--- START OF EXERCISE DATA ---

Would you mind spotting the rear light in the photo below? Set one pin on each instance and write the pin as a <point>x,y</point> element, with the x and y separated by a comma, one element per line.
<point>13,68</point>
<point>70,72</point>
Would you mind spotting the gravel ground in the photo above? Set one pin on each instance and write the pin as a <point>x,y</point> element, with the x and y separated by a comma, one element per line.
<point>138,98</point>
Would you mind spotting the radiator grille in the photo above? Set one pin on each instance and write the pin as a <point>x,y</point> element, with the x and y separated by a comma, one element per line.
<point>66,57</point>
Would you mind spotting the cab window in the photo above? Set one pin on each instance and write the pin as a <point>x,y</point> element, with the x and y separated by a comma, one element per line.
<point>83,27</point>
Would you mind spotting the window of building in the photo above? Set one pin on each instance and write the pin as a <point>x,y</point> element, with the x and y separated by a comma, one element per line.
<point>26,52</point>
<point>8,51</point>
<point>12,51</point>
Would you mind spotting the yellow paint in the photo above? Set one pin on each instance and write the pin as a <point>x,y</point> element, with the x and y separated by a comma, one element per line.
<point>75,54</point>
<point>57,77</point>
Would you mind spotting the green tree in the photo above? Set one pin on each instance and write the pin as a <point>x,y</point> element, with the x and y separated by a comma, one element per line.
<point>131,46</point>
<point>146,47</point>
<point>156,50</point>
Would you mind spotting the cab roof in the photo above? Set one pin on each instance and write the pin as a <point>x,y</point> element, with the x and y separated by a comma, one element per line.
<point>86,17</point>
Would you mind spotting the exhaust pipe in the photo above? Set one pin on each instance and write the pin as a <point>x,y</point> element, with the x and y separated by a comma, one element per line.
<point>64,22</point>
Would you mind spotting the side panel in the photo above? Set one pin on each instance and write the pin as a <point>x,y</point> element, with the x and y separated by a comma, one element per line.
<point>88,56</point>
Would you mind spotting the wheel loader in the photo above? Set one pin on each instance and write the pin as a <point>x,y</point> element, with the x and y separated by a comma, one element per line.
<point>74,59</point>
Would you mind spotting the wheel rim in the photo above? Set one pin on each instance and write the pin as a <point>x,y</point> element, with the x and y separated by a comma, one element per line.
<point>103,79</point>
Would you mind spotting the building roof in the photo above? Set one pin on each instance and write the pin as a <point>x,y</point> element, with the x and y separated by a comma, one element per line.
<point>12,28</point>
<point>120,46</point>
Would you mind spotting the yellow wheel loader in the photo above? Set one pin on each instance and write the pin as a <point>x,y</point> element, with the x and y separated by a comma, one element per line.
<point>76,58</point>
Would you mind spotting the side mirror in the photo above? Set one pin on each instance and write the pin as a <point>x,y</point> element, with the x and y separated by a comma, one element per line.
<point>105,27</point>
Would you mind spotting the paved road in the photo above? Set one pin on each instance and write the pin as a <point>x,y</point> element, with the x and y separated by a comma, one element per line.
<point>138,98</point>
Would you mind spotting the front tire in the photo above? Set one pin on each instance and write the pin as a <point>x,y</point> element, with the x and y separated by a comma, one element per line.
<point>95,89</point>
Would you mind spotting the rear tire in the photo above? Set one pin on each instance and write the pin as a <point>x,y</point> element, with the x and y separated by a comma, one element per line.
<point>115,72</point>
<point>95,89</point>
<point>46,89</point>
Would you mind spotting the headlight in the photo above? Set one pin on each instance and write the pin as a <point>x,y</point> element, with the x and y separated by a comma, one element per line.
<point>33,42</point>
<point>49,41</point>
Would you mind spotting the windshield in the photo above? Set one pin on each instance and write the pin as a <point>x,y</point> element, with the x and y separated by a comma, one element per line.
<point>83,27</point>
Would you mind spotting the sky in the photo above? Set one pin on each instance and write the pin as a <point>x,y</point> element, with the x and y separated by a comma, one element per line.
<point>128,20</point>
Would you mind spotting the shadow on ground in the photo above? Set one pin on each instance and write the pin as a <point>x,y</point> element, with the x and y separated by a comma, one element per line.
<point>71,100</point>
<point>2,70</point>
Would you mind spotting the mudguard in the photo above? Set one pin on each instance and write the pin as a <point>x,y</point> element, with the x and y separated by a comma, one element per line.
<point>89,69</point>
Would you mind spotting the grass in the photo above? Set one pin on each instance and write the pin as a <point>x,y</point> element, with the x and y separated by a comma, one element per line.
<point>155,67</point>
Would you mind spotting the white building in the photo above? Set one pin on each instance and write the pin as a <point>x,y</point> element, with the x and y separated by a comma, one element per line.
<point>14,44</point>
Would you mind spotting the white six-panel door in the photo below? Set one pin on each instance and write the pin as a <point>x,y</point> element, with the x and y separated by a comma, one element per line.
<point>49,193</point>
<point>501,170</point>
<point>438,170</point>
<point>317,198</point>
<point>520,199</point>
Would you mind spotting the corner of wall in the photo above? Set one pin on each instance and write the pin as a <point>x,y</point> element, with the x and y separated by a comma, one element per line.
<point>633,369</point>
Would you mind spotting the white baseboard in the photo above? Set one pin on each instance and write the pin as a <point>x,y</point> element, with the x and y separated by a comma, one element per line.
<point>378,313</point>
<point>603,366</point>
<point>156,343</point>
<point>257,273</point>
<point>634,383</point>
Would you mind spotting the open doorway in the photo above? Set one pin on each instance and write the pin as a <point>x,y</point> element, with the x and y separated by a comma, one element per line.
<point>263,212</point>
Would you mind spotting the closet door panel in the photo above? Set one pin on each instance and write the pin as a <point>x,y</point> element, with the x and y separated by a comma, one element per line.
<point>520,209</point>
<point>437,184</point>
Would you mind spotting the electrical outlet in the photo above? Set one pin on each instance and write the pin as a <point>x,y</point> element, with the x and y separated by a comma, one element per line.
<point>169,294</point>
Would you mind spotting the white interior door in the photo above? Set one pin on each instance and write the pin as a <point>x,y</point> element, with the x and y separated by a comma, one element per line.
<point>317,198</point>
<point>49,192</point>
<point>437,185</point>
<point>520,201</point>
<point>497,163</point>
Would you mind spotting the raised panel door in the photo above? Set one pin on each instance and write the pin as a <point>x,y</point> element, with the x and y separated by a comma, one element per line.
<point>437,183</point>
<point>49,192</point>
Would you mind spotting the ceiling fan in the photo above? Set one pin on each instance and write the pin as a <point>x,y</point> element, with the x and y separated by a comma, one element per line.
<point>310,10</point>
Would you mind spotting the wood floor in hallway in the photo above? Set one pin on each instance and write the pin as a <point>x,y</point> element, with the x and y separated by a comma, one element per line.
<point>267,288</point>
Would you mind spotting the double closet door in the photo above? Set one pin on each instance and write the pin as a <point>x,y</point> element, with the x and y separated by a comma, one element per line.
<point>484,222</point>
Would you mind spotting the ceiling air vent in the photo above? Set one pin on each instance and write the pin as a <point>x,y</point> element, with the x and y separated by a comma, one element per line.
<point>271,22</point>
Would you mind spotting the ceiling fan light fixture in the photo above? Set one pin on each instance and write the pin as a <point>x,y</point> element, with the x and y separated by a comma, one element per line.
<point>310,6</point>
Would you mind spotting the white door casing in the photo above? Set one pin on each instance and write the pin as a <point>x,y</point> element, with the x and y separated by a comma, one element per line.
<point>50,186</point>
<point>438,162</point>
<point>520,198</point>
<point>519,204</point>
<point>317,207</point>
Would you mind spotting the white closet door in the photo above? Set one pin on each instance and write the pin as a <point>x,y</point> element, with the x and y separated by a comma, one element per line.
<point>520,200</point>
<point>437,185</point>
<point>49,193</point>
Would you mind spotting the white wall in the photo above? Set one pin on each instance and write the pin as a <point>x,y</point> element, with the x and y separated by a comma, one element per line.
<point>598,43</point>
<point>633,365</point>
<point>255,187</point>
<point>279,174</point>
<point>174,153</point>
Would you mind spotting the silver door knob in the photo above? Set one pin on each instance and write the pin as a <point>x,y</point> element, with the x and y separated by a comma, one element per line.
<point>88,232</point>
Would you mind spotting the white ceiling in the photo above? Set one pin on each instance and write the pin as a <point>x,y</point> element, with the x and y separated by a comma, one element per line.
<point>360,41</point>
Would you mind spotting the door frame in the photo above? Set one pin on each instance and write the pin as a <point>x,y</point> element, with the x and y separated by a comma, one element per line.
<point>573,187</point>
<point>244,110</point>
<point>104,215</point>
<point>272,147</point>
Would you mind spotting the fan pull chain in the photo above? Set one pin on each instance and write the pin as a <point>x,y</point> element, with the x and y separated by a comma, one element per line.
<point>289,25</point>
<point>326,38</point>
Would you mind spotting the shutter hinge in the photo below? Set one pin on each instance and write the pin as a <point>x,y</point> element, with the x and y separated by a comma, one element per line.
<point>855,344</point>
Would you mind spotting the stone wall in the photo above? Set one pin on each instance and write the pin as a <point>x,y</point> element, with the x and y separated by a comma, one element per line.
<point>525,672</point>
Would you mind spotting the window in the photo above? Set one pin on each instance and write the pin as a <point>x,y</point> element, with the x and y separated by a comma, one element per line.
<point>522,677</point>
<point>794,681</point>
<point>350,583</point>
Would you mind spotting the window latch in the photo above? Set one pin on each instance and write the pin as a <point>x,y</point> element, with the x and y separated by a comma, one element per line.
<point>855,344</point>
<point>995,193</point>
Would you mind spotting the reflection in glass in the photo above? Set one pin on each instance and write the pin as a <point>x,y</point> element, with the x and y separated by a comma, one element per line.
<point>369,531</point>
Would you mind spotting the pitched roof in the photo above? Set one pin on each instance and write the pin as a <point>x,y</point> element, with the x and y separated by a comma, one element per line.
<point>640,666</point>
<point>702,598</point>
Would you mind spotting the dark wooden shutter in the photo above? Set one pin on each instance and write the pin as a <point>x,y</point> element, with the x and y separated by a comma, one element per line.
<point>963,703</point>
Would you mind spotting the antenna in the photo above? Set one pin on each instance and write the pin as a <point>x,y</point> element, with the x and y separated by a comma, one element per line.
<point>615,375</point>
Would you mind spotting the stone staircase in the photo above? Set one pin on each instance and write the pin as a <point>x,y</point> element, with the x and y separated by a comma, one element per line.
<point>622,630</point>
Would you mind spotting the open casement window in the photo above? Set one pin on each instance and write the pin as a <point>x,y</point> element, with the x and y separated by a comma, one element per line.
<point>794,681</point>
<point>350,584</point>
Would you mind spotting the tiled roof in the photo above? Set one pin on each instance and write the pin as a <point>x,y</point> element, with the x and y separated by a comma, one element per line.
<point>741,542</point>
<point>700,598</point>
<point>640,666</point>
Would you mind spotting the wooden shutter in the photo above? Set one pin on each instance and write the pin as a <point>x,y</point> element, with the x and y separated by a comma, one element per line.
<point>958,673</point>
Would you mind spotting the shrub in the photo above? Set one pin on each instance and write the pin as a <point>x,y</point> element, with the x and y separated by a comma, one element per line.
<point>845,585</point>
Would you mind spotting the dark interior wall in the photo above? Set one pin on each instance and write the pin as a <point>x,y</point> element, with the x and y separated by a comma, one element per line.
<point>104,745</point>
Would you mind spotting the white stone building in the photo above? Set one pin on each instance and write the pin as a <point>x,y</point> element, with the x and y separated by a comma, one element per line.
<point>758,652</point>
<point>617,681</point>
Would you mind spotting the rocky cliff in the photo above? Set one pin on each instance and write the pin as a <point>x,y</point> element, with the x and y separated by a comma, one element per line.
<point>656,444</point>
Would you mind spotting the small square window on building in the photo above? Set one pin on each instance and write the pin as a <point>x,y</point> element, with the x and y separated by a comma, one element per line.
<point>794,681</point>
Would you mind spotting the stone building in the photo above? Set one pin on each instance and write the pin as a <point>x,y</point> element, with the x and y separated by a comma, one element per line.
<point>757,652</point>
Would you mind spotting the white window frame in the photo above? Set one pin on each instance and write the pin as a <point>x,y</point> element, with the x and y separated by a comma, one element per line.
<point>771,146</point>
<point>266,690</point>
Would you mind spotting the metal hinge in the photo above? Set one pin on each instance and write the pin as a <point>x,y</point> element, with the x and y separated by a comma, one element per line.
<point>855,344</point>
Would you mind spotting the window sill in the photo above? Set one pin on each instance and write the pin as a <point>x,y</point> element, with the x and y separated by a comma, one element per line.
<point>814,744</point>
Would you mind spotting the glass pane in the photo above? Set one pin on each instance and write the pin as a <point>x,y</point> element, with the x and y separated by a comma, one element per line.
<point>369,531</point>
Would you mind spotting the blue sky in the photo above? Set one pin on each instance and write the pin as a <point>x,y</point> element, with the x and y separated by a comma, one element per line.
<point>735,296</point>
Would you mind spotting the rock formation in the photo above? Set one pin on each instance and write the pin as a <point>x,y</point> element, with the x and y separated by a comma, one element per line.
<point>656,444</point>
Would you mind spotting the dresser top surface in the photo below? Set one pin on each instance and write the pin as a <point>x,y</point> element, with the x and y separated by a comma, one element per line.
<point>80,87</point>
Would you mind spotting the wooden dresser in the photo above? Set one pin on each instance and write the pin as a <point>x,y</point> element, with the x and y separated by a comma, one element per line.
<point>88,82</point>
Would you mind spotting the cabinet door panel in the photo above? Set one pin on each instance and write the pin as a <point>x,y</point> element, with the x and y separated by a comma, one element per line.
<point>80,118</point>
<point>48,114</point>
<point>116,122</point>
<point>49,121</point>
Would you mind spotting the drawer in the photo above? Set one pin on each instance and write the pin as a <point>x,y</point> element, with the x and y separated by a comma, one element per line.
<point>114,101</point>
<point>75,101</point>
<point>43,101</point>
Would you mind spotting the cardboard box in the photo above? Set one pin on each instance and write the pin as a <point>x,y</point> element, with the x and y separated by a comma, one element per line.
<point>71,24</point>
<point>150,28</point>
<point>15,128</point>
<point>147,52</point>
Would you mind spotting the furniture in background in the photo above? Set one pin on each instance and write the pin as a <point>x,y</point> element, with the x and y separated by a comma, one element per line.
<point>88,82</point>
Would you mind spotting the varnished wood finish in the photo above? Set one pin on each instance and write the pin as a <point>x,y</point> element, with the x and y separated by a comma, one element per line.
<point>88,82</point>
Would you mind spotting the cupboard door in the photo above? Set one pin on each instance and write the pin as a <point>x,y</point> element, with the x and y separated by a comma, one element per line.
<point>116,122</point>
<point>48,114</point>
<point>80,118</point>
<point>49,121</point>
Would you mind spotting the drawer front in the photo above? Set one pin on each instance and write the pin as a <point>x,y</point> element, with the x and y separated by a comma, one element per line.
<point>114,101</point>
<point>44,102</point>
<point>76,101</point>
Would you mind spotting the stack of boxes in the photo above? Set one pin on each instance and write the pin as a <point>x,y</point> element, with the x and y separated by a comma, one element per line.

--- END OF EXERCISE DATA ---

**EXERCISE DETAILS:** Copy the data starting at the line that contains "Would you mind spotting the wheel loader" and ending at the line that contains "<point>74,59</point>", keeping every line, and shift each point coordinate by adding -89 to it.

**TASK RESULT:**
Would you mind spotting the wheel loader in the photo above? Set one pin on each instance and write the pin as a <point>x,y</point> element, with the x and y separated by a comma, one element per line.
<point>-15,-30</point>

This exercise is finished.